__Given passage__.
━━━━
# Lab notebook to query data using SNAP indexes

## HOL-EventsData-Lab-Query-I - to perform queries on the data qubes created in setup notebook

The pupose of this lab is to demonstrate the core capabilities of SparklineData such as
1. Slicing and dicing the data based on various dimnentions and metrics
2. Joining data outside SNAP qube
3. BI and Semantic capabilties like windowing

In this exercise we will be creating four views on the Qube Salessnap with filters for each segment of users. 

### 1. Segmentation
1. Create four different segments (jazz only, jazz and sports etc)
    * JazzOnly - view has sales of customers who like Jazz only.
━━━━
__Record list__.
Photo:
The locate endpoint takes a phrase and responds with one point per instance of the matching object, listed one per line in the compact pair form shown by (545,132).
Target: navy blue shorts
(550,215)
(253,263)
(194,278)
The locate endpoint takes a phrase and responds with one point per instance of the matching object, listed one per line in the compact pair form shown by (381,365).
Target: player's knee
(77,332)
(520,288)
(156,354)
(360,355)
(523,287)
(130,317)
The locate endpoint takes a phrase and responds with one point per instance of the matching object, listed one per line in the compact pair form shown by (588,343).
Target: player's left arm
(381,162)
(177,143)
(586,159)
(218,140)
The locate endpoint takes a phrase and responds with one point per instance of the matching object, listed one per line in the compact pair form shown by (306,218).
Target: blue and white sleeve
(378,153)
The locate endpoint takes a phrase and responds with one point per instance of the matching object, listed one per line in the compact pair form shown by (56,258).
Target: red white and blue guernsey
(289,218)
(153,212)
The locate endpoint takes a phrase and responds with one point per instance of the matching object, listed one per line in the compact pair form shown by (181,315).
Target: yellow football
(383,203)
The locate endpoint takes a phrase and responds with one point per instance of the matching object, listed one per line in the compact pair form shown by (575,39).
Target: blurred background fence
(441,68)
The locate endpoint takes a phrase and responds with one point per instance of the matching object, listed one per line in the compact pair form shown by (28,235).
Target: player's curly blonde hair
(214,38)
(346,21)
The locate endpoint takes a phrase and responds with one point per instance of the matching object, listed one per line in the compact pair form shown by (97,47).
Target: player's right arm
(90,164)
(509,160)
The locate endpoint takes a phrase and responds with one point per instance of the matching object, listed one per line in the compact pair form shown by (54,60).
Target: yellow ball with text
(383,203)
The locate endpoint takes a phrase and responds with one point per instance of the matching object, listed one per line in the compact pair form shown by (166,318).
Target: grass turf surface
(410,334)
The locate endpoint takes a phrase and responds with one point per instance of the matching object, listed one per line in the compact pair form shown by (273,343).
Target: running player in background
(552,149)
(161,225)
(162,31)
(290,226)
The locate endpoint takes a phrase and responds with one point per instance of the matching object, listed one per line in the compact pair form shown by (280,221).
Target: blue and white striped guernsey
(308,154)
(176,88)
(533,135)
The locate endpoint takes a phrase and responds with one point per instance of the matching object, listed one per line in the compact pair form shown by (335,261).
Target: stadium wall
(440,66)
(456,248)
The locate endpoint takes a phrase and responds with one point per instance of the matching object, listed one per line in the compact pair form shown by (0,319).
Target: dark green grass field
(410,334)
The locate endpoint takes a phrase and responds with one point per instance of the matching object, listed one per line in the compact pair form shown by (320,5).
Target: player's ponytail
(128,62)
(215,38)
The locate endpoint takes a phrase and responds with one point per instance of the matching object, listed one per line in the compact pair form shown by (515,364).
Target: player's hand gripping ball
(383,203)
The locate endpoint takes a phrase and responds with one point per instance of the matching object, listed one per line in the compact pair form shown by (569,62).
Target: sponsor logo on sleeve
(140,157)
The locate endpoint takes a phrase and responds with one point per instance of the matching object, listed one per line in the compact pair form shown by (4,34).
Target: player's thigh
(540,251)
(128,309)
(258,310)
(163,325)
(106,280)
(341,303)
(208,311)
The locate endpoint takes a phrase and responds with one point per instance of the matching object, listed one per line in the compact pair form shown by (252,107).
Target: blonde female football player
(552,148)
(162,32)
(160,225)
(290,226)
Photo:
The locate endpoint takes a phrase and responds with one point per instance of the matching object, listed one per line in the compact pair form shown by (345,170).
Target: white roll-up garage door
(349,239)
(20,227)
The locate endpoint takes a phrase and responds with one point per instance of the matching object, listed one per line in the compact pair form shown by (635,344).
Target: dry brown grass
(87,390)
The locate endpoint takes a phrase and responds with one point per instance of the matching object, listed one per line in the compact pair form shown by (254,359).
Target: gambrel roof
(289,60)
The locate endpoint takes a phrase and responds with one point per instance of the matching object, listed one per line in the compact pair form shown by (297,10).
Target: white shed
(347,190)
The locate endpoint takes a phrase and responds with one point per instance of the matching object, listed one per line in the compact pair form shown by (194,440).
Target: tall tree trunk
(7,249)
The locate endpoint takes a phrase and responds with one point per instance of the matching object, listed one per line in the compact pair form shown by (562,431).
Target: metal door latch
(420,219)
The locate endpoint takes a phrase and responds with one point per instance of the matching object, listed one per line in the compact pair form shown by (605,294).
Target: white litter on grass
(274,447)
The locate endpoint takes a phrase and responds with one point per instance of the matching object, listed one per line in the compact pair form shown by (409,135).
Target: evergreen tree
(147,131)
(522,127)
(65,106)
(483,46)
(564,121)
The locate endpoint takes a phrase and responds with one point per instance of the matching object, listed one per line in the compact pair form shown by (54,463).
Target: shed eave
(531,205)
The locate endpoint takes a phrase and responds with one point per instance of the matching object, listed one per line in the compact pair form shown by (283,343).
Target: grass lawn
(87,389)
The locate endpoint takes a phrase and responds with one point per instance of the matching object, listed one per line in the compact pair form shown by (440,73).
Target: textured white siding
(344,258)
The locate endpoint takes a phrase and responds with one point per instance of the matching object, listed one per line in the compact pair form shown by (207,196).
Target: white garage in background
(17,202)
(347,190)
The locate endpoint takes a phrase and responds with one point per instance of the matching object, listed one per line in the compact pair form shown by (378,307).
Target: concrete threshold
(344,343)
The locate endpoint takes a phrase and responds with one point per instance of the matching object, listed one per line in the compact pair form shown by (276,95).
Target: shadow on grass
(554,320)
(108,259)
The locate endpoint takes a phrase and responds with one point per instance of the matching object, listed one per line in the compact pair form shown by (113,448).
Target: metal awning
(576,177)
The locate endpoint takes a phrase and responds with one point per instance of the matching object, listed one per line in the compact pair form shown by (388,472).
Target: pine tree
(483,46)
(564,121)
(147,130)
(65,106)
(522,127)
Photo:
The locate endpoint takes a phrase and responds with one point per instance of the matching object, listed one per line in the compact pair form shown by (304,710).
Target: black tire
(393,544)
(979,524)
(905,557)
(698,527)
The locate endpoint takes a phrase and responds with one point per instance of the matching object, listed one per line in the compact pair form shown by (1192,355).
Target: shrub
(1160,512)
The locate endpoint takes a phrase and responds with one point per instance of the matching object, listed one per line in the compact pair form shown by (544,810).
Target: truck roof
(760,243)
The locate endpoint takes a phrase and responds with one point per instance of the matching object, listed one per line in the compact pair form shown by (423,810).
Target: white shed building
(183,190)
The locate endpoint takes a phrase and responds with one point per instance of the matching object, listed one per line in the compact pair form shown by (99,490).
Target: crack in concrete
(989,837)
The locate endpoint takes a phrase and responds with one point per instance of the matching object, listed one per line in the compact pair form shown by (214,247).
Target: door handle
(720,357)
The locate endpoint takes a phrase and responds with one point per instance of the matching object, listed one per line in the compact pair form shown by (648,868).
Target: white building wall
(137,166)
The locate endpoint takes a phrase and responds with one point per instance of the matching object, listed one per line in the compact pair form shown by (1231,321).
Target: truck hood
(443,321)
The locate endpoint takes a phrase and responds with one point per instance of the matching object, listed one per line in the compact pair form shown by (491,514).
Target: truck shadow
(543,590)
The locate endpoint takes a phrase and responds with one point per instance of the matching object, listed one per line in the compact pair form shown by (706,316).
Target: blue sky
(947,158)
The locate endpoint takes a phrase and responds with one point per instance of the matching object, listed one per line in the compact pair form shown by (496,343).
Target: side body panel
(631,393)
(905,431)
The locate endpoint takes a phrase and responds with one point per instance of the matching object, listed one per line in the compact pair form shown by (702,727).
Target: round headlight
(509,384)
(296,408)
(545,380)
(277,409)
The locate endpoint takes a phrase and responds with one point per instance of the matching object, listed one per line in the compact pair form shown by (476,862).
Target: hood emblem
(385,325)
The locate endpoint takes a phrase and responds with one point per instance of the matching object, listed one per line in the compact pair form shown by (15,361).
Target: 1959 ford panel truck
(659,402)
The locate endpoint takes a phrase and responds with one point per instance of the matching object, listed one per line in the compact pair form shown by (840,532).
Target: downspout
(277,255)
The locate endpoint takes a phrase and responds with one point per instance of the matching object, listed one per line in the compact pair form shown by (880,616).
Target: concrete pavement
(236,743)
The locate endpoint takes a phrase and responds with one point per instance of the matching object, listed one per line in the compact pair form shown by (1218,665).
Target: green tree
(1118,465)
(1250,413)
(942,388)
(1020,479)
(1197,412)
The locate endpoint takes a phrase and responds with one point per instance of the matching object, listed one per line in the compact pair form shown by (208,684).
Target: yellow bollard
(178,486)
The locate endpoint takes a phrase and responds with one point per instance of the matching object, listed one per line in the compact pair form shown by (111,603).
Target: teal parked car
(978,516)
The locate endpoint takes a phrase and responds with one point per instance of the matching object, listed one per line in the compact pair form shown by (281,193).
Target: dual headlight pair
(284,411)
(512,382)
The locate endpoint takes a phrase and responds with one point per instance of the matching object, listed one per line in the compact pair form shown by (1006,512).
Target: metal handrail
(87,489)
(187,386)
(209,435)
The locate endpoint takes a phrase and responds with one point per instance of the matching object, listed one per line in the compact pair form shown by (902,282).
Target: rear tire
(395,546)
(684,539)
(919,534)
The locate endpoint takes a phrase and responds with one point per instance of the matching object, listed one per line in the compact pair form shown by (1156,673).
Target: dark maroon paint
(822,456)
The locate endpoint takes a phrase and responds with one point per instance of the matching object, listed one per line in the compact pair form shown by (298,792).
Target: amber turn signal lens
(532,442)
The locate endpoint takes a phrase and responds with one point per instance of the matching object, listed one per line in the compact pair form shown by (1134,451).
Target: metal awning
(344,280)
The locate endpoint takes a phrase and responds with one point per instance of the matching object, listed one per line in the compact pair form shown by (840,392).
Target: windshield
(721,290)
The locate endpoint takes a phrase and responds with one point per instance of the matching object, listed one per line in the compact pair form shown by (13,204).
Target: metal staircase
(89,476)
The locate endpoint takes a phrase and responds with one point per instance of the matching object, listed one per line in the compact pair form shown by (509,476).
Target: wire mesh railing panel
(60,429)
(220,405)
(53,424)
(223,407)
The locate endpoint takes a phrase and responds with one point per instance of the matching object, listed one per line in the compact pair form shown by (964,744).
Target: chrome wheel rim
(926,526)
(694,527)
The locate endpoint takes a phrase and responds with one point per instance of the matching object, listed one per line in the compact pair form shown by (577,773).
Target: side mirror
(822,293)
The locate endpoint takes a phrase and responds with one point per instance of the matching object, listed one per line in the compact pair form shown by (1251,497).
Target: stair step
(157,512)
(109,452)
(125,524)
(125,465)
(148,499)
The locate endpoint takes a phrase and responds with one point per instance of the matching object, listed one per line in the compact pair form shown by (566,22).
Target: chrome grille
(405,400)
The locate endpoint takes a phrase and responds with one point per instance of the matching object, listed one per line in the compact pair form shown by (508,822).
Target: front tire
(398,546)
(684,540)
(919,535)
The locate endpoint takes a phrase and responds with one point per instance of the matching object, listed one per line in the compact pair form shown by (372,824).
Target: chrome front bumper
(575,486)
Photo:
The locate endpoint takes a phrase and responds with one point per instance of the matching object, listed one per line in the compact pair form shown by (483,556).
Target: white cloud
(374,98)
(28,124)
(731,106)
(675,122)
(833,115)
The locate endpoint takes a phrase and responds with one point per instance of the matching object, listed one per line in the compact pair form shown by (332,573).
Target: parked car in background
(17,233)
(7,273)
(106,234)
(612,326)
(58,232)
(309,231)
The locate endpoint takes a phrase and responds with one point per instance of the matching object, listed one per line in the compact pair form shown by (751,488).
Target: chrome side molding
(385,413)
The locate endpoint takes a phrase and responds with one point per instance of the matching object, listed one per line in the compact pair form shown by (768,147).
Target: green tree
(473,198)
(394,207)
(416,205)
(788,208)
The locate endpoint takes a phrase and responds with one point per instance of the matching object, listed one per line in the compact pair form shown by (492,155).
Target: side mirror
━━━━
Answer these questions from the lab notebook:
1. How many views does the exercise create on the Qube Salessnap?
2. What example is given of a BI and semantic capability?
3. Whose sales does the JazzOnly view hold?

__Answer for the task__.
1. Four views.
2. Windowing.
3. Sales of customers who like Jazz only.